◆ TEXT SEGMENT
++++

[Haskell-cafe] Signature for non-empty filter

Dan Licata drl at cs.cmu.edu
Wed Feb 6 19:25:45 EST 2008


On Feb06, Henning Thielemann wrote:
> 
> On Tue, 5 Feb 2008, Dan Licata wrote:
> > On Feb05, Henning Thielemann wrote:
> > >
> > > Is Haskell's type system including extensions strong enough for describing
> > > a function, that does not always return a trivial value? E.g.
> > >    (filter (\x -> x==1 && x==2))
> > >   will always compute an empty list. Using an appropriate signature for
> > > the function it shall be rejected at compile time, because it is probably
> > > a mistake - probably (filter (\x -> x==1 || x==2) xs) was meant. I assume
> > > that the type must contain somehow an example input for which the function
> > > value is non-trivial. If Haskell's type system is not strong enough, what
> > > about dependently typed languages like Cayenne or Epigram? (I know,
> > > theorem provers have no problem with such types.)

++++

◆ ROWS
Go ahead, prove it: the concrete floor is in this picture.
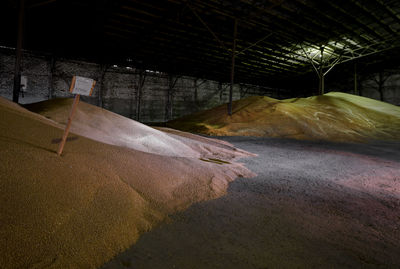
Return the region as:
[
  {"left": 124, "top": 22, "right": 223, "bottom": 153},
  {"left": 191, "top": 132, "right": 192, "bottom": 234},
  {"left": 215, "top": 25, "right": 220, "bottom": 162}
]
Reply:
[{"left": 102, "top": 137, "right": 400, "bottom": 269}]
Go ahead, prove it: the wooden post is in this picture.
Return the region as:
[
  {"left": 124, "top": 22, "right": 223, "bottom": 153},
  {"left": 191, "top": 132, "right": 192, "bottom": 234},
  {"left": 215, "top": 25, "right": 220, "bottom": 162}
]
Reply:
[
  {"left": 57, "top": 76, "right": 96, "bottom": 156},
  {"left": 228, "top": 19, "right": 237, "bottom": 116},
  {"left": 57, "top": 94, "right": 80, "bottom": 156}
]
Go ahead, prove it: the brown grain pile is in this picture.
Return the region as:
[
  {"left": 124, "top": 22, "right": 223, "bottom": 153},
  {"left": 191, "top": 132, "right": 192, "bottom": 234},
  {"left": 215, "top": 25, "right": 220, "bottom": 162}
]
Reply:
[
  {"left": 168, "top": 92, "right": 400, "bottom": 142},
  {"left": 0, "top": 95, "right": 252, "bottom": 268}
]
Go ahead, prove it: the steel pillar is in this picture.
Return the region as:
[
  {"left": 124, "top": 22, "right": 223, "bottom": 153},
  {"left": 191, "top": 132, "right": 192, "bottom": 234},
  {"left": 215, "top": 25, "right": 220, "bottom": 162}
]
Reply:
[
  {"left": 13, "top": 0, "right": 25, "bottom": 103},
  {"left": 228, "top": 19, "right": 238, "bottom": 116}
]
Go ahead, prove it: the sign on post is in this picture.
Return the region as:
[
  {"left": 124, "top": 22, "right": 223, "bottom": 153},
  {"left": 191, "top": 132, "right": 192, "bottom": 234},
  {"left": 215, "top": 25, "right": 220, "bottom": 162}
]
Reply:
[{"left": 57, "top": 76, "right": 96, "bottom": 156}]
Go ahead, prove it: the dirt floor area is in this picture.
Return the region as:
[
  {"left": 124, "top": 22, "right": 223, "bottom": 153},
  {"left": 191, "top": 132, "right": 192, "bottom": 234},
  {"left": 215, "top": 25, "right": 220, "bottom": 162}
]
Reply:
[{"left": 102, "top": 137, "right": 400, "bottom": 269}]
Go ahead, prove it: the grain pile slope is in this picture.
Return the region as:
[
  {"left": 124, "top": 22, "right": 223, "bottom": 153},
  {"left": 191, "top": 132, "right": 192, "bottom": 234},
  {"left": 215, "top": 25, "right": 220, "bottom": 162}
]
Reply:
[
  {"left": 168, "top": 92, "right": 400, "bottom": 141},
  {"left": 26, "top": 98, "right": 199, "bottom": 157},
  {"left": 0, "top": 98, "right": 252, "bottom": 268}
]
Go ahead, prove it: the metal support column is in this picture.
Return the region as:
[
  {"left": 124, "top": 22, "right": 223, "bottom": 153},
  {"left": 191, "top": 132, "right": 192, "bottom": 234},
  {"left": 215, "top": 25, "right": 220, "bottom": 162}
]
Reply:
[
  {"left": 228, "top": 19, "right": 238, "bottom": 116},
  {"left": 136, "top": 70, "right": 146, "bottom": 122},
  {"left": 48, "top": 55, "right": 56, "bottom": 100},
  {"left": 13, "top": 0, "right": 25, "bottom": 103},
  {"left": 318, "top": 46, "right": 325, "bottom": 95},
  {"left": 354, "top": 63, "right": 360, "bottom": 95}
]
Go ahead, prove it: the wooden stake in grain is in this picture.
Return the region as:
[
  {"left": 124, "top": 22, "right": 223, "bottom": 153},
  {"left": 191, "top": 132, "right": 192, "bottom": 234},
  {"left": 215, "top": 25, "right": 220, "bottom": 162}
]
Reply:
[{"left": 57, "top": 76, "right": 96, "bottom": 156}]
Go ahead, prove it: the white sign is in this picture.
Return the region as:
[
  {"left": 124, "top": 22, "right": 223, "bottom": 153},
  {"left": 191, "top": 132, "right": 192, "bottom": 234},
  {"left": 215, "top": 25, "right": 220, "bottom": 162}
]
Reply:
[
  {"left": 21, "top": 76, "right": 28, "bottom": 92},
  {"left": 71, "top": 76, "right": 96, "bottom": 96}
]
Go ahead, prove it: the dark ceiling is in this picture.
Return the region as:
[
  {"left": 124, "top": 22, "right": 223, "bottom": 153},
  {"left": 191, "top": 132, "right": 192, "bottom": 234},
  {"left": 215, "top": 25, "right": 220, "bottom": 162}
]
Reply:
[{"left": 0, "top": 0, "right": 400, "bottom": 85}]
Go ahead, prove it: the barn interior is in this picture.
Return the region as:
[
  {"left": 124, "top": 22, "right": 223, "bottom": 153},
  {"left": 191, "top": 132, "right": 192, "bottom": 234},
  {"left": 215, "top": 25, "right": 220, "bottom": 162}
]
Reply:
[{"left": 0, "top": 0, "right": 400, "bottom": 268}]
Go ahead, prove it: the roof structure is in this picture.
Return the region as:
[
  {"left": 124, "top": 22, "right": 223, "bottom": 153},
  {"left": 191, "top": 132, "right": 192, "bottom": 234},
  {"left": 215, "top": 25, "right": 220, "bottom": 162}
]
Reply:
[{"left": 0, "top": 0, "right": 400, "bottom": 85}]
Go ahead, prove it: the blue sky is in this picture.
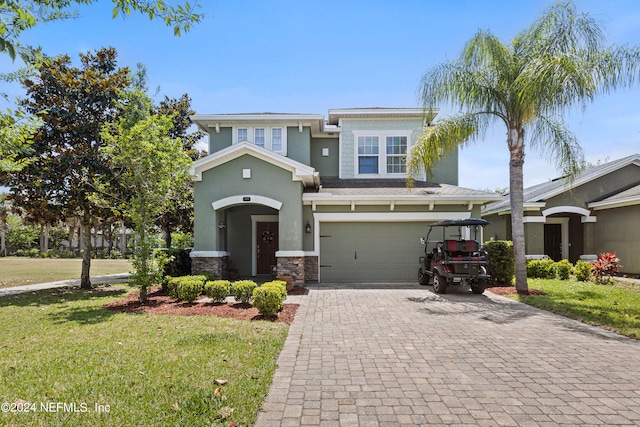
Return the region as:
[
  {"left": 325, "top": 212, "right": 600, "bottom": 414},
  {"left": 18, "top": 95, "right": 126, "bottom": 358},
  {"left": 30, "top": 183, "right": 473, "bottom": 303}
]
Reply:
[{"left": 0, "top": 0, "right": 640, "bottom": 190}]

++++

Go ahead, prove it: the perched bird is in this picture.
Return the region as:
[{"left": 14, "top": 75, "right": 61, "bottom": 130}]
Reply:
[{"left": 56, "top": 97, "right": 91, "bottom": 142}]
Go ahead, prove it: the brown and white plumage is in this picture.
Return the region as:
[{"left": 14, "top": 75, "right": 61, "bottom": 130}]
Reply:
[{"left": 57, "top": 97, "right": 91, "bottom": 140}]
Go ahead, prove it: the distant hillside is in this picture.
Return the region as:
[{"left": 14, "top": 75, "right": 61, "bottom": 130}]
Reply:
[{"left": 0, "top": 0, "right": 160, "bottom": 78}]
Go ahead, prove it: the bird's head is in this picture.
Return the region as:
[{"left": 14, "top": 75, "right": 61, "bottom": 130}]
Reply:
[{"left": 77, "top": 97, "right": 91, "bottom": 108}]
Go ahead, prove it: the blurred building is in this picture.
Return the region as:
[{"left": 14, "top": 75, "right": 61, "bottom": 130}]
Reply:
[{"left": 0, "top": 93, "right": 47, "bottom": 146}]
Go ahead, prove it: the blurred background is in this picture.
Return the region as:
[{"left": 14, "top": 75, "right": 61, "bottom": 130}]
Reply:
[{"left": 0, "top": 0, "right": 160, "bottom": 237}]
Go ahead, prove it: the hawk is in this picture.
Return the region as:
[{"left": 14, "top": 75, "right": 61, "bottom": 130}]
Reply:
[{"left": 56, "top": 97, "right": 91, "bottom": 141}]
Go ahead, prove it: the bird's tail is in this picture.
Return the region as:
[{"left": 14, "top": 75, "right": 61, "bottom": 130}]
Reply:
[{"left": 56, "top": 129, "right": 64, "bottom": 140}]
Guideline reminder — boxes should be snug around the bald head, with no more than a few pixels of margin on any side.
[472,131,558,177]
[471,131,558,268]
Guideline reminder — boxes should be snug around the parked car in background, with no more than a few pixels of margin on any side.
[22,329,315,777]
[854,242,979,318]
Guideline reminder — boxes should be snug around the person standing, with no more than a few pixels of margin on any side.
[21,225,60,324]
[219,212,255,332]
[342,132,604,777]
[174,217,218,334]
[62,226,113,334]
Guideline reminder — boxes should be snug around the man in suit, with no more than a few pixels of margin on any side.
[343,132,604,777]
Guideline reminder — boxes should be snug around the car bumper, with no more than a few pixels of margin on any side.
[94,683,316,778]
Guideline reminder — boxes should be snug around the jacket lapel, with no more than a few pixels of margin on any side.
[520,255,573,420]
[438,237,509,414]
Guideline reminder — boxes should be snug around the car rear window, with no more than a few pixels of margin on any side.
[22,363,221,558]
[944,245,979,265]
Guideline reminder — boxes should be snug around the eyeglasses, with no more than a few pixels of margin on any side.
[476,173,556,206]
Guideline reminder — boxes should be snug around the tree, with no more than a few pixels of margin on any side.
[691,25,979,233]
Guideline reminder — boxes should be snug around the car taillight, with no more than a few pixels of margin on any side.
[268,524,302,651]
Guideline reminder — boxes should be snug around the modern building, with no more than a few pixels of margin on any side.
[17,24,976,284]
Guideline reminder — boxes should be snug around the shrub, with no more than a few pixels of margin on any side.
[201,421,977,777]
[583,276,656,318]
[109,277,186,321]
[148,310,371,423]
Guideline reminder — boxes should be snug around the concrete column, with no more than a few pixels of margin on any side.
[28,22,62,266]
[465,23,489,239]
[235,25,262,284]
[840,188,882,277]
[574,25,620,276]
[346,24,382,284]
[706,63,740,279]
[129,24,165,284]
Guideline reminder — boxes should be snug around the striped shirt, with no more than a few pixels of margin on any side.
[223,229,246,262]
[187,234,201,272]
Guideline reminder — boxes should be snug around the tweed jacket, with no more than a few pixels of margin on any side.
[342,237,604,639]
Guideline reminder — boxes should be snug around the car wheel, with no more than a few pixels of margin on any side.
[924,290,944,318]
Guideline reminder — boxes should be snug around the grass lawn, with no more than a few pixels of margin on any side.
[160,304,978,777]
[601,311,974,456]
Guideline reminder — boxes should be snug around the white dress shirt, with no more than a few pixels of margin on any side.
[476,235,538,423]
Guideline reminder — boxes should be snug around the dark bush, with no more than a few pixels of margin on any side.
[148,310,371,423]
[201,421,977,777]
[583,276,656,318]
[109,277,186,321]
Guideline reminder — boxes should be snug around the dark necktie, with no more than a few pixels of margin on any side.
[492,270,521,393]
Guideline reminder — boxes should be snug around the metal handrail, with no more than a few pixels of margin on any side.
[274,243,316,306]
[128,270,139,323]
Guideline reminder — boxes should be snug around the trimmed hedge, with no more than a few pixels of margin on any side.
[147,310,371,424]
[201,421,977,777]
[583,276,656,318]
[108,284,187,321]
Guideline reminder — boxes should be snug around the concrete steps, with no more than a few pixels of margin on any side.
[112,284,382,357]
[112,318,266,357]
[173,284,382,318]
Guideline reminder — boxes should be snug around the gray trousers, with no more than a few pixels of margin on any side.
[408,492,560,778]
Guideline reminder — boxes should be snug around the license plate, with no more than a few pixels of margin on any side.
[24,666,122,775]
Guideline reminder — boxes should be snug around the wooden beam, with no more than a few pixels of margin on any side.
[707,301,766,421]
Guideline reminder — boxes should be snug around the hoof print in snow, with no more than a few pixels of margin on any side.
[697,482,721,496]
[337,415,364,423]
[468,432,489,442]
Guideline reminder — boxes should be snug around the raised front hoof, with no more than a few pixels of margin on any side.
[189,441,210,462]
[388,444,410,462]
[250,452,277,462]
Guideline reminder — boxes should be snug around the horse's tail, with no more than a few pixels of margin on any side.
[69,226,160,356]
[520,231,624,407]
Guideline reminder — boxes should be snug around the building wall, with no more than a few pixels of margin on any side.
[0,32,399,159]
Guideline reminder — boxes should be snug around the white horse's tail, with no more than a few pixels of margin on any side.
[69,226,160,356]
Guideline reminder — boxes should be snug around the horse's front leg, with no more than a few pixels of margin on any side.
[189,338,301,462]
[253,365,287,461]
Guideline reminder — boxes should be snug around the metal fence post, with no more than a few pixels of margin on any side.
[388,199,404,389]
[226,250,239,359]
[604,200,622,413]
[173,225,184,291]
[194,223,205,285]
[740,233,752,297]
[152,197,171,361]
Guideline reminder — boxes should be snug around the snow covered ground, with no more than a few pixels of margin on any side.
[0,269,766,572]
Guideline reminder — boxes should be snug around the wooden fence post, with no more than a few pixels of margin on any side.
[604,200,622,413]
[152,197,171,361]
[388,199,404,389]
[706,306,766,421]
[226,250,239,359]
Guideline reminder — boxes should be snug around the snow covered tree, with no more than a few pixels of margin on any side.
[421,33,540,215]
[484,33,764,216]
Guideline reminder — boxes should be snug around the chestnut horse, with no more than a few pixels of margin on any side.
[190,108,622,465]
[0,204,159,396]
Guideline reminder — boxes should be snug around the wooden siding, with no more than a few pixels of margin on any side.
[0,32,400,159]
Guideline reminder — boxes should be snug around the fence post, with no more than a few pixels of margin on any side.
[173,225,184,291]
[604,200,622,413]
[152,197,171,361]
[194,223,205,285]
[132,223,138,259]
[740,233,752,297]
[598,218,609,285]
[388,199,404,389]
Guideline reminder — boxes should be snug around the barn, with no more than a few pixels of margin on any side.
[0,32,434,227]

++++

◆ GOALS
a) Name every programming language that the Haskell-cafe post mentions.
b) In the Haskell-cafe post, rewrite the paragraph beginning "Is Haskell's type system including extensions" more briefly, keeping its main facts.
c) Copy the Haskell-cafe post from "Dan Licata drl" up to and including "(\x -> x==1 && x==2))".

◆ ANSWERS TO THE EXERCISE
a) Haskell, Cayenne, Epigram

b) Can Haskell's type system, with extensions, describe a function that does not always return a trivial value? For example, (filter (\x -> x==1 && x==2)) always computes an empty list. A suitable signature should make the compiler reject it, since it is probably a mistake for (filter (\x -> x==1 || x==2) xs). Such a type would presumably have to contain an example input that gives a non-trivial result. If Haskell's type system cannot do this, could dependently typed languages like Cayenne or Epigram? Theorem provers have no problem with such types.

c)
Dan Licata drl at cs.cmu.edu
Wed Feb 6 19:25:45 EST 2008


On Feb06, Henning Thielemann wrote:
> 
> On Tue, 5 Feb 2008, Dan Licata wrote:
> > On Feb05, Henning Thielemann wrote:
> > >
> > > Is Haskell's type system including extensions strong enough for describing
> > > a function, that does not always return a trivial value? E.g.
> > >    (filter (\x -> x==1 && x==2))